# [Tasks and exercises]
**A)** In the simulation results section, into how many Gaussian sets is the social interaction area split for the output function?
**B)** In the simulation results section, swap "geometric map" for "occupancy map" and write out the passage from "4.1 Simulation Results" to "Fig. 7 (Top).".
**C)** Extend the simulation results section by writing what comes after its last sentence.

4.1 Simulation Results
In the simulation, we assume that a geometric map is given or created by the robot. Our proposed model is to generate the social map by computing and updating social cost assigned to the geometric map. This social map is used to plan the robot navigation path in the environment. To validate the proposed model, we need to receive the reward from people. Therefore, the concept of social relationship model in [21] is used to model the ground truth social map of people whose relationship degree MFs are set to three Gaussian functions as follows: \(s_{Fam}\) = 0.15, \(\mu _{Fam}\) = 0.1 to Fam set, \(s_{Acq}\) = 0.15, \(\mu _{Acq}\) = 0.3 to Acq and \(s_{Str}\) = 0.15, \(\mu _{Str}\) = 0.8 to Str set. The ground truth MFs are shown in Fig. 7 (Top).
To estimate the human private area, the initial parameters of the relationship degree MFs in Eq. (7) are designed as follows: \(s_{Fam} = 0.15\), \(\mu _{Fam} = 0\) to Fam set, \(s_{Acq} = 0.15\), \(\mu _{Acq} = 0.5\) to Acq set, and \(s_{Str} = 0.15\), \(\mu _{Str} = 1\) to Str set as shown in Fig. 7 (Middle). These parameters can be adjusted by the learning process. Likewise the relative distance MFs are designed as follows: \(a_{Near} = -\,0.35\), \(c_{Near} = 300\) to Near set and \(a_{Far} = 0.35\), \(c_{Far} = 300\) to Far set.
For the output function, the social interaction area is split into four Gaussian sets. The parameters of Eq. (8) are as follows: \(\mu _{PA} = 0.035\), \(s_{PA}= 0.005\), \(\mu _{SA} = 0.045\), \(s_{SA}= 0.005\), \(\mu _{FPA} = 0.0035\), \(s_{FPA}= 0.06\), \(\mu _{NPA} = 0.0035\), \(s_{NPA}=0.065\). These parameters are decided based on the human interaction area concept [16] which determined the range of an individual’s interpersonal space with different social factors when the robot approached the person. Reflecting their results, we can determine the parameters for the output membership functions.
For the reinforcement learning process, we set the discrete states which consist of three mean values of each relationship MF, i.e., \(\mu _{Fam}, \mu _{Acq}, \mu _{Str}\). The action set for each function is simply defined as stay, move right, or move left, i.e., 0, \(+\,0.1, -\,0.1\). The MFs can be adjusted through iterative learning processes until gaining a maximum reward signal.

# [Material supplied]

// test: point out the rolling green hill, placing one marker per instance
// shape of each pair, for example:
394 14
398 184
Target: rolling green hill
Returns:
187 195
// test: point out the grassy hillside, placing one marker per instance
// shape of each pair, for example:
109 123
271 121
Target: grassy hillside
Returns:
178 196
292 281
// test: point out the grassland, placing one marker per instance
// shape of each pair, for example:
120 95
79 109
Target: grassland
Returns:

==

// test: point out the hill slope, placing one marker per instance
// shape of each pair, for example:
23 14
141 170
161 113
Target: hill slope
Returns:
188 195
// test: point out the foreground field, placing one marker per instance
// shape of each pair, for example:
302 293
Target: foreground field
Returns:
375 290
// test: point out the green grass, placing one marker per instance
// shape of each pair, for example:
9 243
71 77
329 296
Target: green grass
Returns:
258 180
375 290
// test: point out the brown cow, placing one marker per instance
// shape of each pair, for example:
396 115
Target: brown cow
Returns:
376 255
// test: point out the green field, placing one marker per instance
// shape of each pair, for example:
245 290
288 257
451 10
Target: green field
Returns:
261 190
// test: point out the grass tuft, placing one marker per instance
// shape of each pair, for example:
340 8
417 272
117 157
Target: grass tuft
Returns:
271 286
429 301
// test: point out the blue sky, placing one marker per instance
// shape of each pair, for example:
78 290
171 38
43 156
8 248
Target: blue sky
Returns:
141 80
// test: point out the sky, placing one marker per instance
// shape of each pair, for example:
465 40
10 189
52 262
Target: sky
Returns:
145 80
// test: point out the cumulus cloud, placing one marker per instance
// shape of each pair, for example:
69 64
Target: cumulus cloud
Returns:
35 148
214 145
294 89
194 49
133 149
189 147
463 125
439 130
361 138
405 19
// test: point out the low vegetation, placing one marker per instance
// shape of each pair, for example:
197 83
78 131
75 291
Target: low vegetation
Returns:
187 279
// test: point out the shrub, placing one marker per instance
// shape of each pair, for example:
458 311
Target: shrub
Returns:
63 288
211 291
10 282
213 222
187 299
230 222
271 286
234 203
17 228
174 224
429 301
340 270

# [Per-task outputs]
**A)** Four Gaussian sets.

**B)**
4.1 Simulation Results
In the simulation, we assume that a occupancy map is given or created by the robot. Our proposed model is to generate the social map by computing and updating social cost assigned to the occupancy map. This social map is used to plan the robot navigation path in the environment. To validate the proposed model, we need to receive the reward from people. Therefore, the concept of social relationship model in [21] is used to model the ground truth social map of people whose relationship degree MFs are set to three Gaussian functions as follows: \(s_{Fam}\) = 0.15, \(\mu _{Fam}\) = 0.1 to Fam set, \(s_{Acq}\) = 0.15, \(\mu _{Acq}\) = 0.3 to Acq and \(s_{Str}\) = 0.15, \(\mu _{Str}\) = 0.8 to Str set. The ground truth MFs are shown in Fig. 7 (Top).

**C)**
The ground truth and estimation social map can be seen and compared in Fig. 5. The results show that the estimated social cost map with the initial setting (Middle) is different compared to the ground truth map (Left). With an initial setting, the robot estimated the private area unsuitably for the people, causing the robot to generate paths that decrease their comfortable feeling. The learning process enables the robot to adjust the system parameters and re-estimate the human private area incorporating the feedback from the human. Therefore, the estimated social map after the learning process (Right) becomes similar to the ground truth map and can be used to generate paths that make people feel comfortable. To make it clearer, Fig. 6 shows that the private area boundary of the initial setting (green dash-line) is smaller than the ground truth (blue line). However as the learning process proceeds, the estimated private boundary becomes similar to the ground truth (red dash-line). The relationship degree MFs after the learning process can be seen in Fig. 7 (Bottom). The results of our proposed model can be compare to the fixed-parameters model which use the same parameters to estimate the social map (Fig. 7). The errors of estimated social maps for three, four, and five people, respectively, compared to ground truth social maps, are shown in Fig. 8. The result shows that, while navigating the initial and updated social cost maps, the robot was able to learn and adjust the MFs through the reward obtained from people. Finally, the errors converged to a value near zero (red). However, for the fixed-parameters model (blue), the error of social map is constant which mean the estimate social map is not change and different to the ground truth.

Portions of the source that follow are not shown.